**Requirement:** Please repeat all of the lines that follow, exactly as written.

**Information given:**
-- -- --

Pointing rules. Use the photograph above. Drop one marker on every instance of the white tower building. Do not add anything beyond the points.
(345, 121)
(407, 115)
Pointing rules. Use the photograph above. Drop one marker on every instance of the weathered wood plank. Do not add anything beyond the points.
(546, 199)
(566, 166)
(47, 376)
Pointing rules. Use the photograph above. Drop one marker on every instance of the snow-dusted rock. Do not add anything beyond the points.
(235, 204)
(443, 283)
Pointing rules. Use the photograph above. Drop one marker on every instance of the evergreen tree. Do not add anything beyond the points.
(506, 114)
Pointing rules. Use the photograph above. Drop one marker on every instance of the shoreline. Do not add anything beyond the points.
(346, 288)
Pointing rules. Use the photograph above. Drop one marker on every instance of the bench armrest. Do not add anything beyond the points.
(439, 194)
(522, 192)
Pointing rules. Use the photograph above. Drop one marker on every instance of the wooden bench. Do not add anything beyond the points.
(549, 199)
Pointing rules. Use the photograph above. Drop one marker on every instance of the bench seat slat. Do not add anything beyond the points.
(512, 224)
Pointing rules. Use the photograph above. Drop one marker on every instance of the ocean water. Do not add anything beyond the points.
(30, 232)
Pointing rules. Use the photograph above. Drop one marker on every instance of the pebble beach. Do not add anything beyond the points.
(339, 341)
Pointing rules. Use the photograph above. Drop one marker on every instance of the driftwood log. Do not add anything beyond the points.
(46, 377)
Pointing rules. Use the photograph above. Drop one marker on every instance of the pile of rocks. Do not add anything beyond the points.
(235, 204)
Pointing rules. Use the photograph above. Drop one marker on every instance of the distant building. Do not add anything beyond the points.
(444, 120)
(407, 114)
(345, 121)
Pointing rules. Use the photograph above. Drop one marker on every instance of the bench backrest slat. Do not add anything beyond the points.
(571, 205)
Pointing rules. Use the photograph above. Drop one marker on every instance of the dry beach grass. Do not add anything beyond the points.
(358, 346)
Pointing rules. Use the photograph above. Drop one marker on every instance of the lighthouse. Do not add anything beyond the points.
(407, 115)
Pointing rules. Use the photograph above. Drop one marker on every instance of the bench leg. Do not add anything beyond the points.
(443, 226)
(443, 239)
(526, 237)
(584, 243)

-- -- --

**Correct answer:**
Pointing rules. Use the photograph above. Drop one marker on every instance of the white tower building. Do not add anything beyond the points.
(345, 121)
(407, 115)
Pointing rules. Use the photograph above. Drop one marker on every instance of the weathered wood plank. Do not add anything beyond the points.
(546, 199)
(566, 166)
(47, 376)
Pointing rules. Use the photograph above. Drop one marker on every instance of the snow-dusted rock. Do not add anything beyond the points.
(235, 204)
(443, 283)
Pointing rules. Use the photograph above. Drop one marker on every instance of the evergreen tree. Do not add anything beyond the points.
(506, 114)
Pointing rules. Use the photograph above. Drop one marker on every instance of the shoreline. Do not add anything beyond the points.
(346, 288)
Pointing rules. Use the photograph above. Drop one marker on every instance of the bench armrest. Do not add anything beyond the points.
(439, 194)
(522, 192)
Pointing rules. Use the photograph above. Drop one marker on every instance of the wooden bench. Do not add anything beyond the points.
(549, 199)
Pointing rules. Use the photograph above. Drop one marker on every instance of the bench seat slat. Do not add anything beyond the points.
(512, 224)
Pointing rules. Use the photograph above. Drop one marker on every instance of the ocean water. Do not add anything beyond the points.
(30, 232)
Pointing rules. Use the photograph above. Drop one marker on every instance of the pebble beach. Do not add anything beyond the points.
(339, 341)
Pointing rules. Use the photograph above. Drop one marker on every instance of the driftwood log. Do not add anything beyond the points.
(46, 377)
Pointing rules. Use the photograph above. Drop one marker on every instance of the pile of rocks. Do not add anything beyond the points.
(235, 204)
Pointing rules. Use the photograph above. Drop one marker on every instance of the distant building. Do not add anything beyond the points.
(444, 120)
(407, 114)
(345, 121)
Pointing rules. Use the photograph above. Drop one marker on every instance of the bench backrest slat. Do not add anything beyond the points.
(571, 205)
Pointing rules. Use the photograph above. Drop one marker on every instance of the dry beach grass. Do not add anything beyond the points.
(358, 346)
Pointing rules. Use the photograph above. Drop one marker on every instance of the lighthouse. Do not add anything beyond the points.
(407, 115)
Pointing rules. Use the photograph above. Drop one marker on every instance of the bench leg. Do not add anything beyond the points.
(443, 226)
(443, 239)
(526, 237)
(584, 243)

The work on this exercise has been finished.